For hope to lead to profound transformation, we must strive to:
- Reveal the revolving door among media, academia, government, and corporate greed, and educate the public about how decisions are being made without regard to unintended consequences.
- Reaffirm medical ethics - those lessons from history we must not take for granted. Emphasize the merits of the scientific method without discounting the art of healing.
- Encourage civil discourse and honest logical debate in order to seek truth for the betterment of humanity.
At the start of the pandemic, I was encouraged by the hard work and achievements of my fellow practicing physicians when treating this “novel” coronavirus. Of unknown etiology and pathophysiology, we collaborated and took charge, just as our education and training prepared us to do and despite many “administrative suits” trying to get in the way. We found strength in knowing this was our calling and our chance to show why practitioners need a seat at the Healthcare decision table.
But just as the division in our country grew, so did division amongst ourselves. Ideology began influencing medical decisions and instead of focusing on addressing root causes of our problems, we began arguing amongst ourselves and taking out frustrations on our patients (e.g., refusing to provide medical care based on vaccination status). It’s against this backdrop of chaos that poorly designed “anti-racist” policymaking in medicine has begun to spread, which should be alarming to us all.
While acknowledging disparities in health outcomes is imperative to achieving meaningful change, the “equity” not “equality” goals adopted by the AMA, among a growing number of academic institutions, is counterproductive and will ultimately cause more harm and division. Fortunately, organizations like the Foundation Against Intolerance & Racism (FAIR) are working to address this cultural shift, and instead promote a shared culture of fairness and understanding, rooted in our common humanity.
The “anti-racist” approach currently gaining momentum ignores confounding variables and inappropriately generalizes to solutions, relying on observed correlations as a substitute for analyzing and addressing root causations of perceived differences. As a result, conclusions, and the corresponding policy prescriptions, are fraught with error.
Proper tracking and analysis of potential harm doesn’t appear to even be considered. Moreover, negative unintended consequences can take decades to fully be appreciated, so needless suffering is currently being overlooked.

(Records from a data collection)

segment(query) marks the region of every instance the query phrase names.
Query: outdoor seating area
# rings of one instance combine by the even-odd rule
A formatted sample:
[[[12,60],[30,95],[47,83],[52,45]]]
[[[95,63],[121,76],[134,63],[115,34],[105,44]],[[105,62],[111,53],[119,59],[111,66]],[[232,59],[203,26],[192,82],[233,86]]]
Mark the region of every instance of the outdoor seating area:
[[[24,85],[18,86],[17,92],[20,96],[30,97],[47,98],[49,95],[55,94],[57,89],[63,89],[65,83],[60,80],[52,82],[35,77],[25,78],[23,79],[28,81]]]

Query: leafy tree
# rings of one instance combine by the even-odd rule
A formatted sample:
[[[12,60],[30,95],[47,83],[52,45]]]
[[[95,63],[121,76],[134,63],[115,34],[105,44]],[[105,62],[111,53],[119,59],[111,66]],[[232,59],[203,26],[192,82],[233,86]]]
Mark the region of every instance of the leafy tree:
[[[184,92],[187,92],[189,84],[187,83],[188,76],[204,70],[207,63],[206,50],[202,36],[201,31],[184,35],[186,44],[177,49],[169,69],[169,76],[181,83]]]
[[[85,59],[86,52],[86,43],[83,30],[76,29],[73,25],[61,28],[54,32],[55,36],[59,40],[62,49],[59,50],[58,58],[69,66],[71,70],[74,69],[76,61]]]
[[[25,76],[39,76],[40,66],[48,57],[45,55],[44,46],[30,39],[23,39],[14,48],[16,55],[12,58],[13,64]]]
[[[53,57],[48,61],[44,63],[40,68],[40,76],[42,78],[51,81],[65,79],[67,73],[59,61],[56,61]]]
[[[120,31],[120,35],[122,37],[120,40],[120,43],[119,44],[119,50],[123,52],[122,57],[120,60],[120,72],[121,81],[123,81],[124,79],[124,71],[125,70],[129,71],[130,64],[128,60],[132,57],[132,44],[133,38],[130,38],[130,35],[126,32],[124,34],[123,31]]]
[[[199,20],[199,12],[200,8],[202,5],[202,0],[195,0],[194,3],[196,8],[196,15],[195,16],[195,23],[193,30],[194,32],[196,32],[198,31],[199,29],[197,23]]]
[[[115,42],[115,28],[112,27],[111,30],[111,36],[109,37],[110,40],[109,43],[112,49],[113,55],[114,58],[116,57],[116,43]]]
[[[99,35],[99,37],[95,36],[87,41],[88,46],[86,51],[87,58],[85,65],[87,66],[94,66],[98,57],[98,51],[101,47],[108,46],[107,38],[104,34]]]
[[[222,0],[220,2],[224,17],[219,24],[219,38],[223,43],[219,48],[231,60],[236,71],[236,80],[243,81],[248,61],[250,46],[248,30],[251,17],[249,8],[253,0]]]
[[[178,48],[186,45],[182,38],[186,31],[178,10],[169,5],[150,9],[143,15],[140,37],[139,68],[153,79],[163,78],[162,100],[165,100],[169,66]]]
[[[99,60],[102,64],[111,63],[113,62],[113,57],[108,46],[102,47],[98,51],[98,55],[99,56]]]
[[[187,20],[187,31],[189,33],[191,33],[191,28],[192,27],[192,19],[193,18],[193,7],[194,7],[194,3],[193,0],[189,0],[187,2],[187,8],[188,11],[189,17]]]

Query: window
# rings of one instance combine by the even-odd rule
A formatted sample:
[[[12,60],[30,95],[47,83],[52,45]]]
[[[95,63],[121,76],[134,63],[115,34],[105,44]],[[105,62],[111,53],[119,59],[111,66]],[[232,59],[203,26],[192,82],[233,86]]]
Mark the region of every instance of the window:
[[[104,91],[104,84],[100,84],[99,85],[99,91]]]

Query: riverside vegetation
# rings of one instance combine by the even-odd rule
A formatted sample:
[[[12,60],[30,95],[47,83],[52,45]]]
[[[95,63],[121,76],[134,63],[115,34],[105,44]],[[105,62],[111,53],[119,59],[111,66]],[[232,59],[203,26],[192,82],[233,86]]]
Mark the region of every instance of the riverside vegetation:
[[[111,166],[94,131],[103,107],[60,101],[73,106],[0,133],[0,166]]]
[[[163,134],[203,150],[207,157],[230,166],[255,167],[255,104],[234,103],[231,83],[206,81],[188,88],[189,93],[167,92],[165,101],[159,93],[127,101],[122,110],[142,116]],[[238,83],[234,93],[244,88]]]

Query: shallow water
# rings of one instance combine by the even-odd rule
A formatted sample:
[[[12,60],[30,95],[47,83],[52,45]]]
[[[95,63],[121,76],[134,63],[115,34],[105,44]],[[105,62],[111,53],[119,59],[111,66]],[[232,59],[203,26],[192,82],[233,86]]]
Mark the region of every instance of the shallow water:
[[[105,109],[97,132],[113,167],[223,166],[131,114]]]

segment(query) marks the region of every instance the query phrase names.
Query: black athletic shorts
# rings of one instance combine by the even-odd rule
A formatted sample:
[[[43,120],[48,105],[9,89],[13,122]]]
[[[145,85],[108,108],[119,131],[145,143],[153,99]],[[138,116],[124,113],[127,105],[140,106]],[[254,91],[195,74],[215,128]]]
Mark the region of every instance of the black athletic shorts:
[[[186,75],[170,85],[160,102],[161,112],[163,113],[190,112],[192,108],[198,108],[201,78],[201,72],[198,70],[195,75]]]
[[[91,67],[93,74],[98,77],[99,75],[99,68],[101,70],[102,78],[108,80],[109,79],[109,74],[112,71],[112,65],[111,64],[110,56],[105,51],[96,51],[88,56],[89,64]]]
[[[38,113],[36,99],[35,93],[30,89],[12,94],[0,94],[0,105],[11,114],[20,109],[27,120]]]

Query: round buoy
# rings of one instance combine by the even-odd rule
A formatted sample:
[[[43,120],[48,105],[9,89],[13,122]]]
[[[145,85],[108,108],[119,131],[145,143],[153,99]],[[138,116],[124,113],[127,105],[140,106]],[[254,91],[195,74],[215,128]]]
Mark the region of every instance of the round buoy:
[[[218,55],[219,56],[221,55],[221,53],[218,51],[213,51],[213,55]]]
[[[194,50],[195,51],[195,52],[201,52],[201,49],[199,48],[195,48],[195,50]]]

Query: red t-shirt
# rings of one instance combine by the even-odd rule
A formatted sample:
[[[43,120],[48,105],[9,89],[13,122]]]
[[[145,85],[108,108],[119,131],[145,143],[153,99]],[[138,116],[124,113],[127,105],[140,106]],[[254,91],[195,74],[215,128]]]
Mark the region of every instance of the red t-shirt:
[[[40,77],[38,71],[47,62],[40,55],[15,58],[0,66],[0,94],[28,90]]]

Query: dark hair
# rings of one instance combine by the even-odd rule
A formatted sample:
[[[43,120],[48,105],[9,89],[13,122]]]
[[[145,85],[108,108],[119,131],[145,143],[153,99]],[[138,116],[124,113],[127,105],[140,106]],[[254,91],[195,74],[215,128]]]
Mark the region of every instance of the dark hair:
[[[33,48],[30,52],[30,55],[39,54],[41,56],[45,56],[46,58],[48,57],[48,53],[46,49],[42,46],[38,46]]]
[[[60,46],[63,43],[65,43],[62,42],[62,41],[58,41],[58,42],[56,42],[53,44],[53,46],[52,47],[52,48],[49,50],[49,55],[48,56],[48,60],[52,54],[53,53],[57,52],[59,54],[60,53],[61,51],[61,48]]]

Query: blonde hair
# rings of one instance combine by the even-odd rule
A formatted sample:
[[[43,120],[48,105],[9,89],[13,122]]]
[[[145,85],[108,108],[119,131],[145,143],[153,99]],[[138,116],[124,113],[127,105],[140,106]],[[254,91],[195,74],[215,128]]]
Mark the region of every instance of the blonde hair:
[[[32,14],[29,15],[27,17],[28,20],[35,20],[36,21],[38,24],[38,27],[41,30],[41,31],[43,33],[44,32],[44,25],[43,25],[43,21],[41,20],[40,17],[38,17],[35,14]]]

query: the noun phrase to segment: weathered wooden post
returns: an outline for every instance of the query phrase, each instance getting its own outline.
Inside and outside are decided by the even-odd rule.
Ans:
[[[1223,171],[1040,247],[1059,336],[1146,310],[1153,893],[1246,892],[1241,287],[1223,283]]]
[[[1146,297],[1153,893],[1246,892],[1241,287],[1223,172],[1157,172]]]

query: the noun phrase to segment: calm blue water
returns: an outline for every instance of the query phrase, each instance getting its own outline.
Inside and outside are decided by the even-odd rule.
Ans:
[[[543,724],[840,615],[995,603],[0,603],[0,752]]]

* [To do]
(a) In the essay on medicine and policy, which organization is named as working to promote a shared culture of fairness and understanding?
(b) Repeat the part of the essay on medicine and policy that begins at the words "- Reaffirm medical" and stops after "Healthcare decision table.", swapping "civil discourse" for "respectful discussion".
(c) Extend the essay on medicine and policy from where it stops.

* [Activity answers]
(a) The Foundation Against Intolerance & Racism (FAIR).

(b)
- Reaffirm medical ethics - those lessons from history we must not take for granted. Emphasize the merits of the scientific method without discounting the art of healing.
- Encourage respectful discussion and honest logical debate in order to seek truth for the betterment of humanity.
At the start of the pandemic, I was encouraged by the hard work and achievements of my fellow practicing physicians when treating this “novel” coronavirus. Of unknown etiology and pathophysiology, we collaborated and took charge, just as our education and training prepared us to do and despite many “administrative suits” trying to get in the way. We found strength in knowing this was our calling and our chance to show why practitioners need a seat at the Healthcare decision table.

(c)
The growing division among physicians today regarding what is ethical anti-racism is quite troubling. The discussions regarding “Whiteness” seem no different than how my 100-year-old grandpa describes his “Jewness” according to the Soviet and Nazi regimes, which he thankfully survived.
I understand the historical context differences, but respectfully argue that we are seeing a parallel dehumanization of the individual. It was wrong then, and it is wrong now, no matter the skin color or group identity to which a person is assigned.
Medical Ethics, especially those reaffirmed after the atrocities of WW2, must be reiterated.
Medical Standards including what constitutes informed consent ought to be reasserted.
Transparency and Accountability in medical decision-making, access, and cost should be demanded.
Trust in the doctor-patient relationship needs to be reestablished.
When we took the Hippocratic oath, we committed to putting each individual life we are caring for first, no judgements, only empathy and good will. The current version of our medical system is robbing our society by silencing its healers and denying what is bordering on basic human rights. Ignoring history and denying pain is driving fear, shame, and guilt, which further divides us into growing tribal silos of hate, resentment, and imagined superiority.
We must learn from the past, acknowledge and process our emotions, heal our wounds, and with kindness, proceed in repairing our sense of shared humanity, so our children don’t continue repeating our generational suffering.
Over the coming months, I look forward to drawing attention to the current barriers doctors face just trying to care for their patients. In doing so, I hope to inspire constructive dialogue on how we can deliver more humanistic, affordable, and easily accessible medical care.